━━ Data for this task ━━
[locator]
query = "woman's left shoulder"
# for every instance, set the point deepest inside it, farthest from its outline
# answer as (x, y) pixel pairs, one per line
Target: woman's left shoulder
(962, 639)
━━━
(Task details):
Reproduce all of the data above word for word, keeping every line unchanged.

(Written reply):
[locator]
query = "woman's left shoulder"
# for every instance, set the point deepest inside it, farthest from its outline
# answer as (x, y) pixel pairs, one per line
Target: woman's left shoulder
(962, 639)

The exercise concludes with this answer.